### Extracted records:

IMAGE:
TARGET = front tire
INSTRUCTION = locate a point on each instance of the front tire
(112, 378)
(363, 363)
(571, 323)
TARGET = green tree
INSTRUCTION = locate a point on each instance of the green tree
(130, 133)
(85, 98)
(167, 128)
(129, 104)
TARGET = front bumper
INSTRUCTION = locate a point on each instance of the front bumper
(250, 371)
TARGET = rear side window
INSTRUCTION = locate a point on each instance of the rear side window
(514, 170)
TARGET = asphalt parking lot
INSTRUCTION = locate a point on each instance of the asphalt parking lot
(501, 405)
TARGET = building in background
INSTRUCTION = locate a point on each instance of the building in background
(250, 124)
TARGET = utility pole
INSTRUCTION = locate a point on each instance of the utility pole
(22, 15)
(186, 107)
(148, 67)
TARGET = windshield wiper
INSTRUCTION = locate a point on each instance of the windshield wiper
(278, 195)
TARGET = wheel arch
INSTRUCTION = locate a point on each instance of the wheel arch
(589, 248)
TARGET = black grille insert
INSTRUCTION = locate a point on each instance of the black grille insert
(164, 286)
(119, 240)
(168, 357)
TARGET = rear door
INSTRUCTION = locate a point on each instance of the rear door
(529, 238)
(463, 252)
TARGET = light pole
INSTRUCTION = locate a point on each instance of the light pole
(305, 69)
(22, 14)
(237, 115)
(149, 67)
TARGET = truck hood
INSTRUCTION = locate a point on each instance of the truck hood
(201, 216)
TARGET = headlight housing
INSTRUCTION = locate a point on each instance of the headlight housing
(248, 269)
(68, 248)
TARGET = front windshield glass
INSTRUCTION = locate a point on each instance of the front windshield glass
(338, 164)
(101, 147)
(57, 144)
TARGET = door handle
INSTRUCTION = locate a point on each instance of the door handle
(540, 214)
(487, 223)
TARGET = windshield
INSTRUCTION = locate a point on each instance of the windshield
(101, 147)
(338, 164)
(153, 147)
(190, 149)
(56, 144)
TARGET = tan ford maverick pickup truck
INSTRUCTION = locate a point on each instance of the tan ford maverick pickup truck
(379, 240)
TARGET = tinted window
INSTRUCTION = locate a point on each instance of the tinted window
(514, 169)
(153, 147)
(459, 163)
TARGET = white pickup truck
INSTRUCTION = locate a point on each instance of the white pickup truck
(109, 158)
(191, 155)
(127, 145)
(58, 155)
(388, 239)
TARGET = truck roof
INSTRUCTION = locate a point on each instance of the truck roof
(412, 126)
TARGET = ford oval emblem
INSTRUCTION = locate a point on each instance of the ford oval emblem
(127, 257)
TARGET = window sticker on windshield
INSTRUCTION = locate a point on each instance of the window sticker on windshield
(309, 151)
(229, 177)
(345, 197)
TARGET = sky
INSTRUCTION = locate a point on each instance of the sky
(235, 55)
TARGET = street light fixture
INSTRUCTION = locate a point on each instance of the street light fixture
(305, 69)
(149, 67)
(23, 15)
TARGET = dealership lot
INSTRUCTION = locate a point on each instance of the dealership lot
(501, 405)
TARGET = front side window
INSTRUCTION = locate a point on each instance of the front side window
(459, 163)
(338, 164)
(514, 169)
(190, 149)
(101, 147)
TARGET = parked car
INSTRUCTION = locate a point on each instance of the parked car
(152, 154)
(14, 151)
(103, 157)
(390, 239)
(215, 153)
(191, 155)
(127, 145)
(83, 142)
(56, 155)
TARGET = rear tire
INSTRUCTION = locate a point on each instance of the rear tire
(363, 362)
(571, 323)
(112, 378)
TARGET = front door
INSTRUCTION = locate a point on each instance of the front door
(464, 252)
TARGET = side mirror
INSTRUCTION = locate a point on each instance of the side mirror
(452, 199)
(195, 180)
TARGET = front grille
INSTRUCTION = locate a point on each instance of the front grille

### What to work on:
Exactly and exclusively, repeat the lines from the line that contains "TARGET = white pickup truck" through the end of the records, both ends included.

### Worked solution:
TARGET = white pickup truck
INSTRUCTION = locate a point on each instance of the white pickup truck
(109, 158)
(191, 155)
(127, 145)
(58, 155)
(388, 239)
TARGET = truck roof
INSTRUCTION = locate a point on each instance of the truck roof
(412, 126)
TARGET = ford oval emblem
INSTRUCTION = locate a point on each instance of the ford oval emblem
(127, 257)
TARGET = window sticker on windshield
INSTRUCTION = locate a point on each instance of the window sticker on windshield
(309, 151)
(229, 177)
(345, 197)
TARGET = sky
INSTRUCTION = locate a point on each instance of the sky
(235, 55)
TARGET = street light fixture
INSTRUCTION = locate a point on each instance of the street light fixture
(305, 69)
(149, 67)
(23, 15)
TARGET = dealership lot
INSTRUCTION = locate a point on each instance of the dealership lot
(501, 405)
TARGET = front side window
INSTRUCTION = locate a point on each instance of the front side window
(459, 163)
(338, 164)
(514, 169)
(190, 149)
(101, 147)
TARGET = parked car
INSTRUCTION = locate a point on each instance of the parked car
(152, 154)
(14, 151)
(103, 157)
(390, 239)
(215, 153)
(191, 155)
(127, 145)
(83, 142)
(56, 155)
TARGET = rear tire
INSTRUCTION = locate a point on each instance of the rear tire
(363, 362)
(571, 323)
(112, 378)
TARGET = front door
INSTRUCTION = locate a point on each instance of the front door
(464, 252)
TARGET = side mirror
INSTRUCTION = locate a point on each instance of the side mirror
(452, 199)
(195, 180)
TARGET = front grille
INSTRUCTION = locate a point on each instance of the front grille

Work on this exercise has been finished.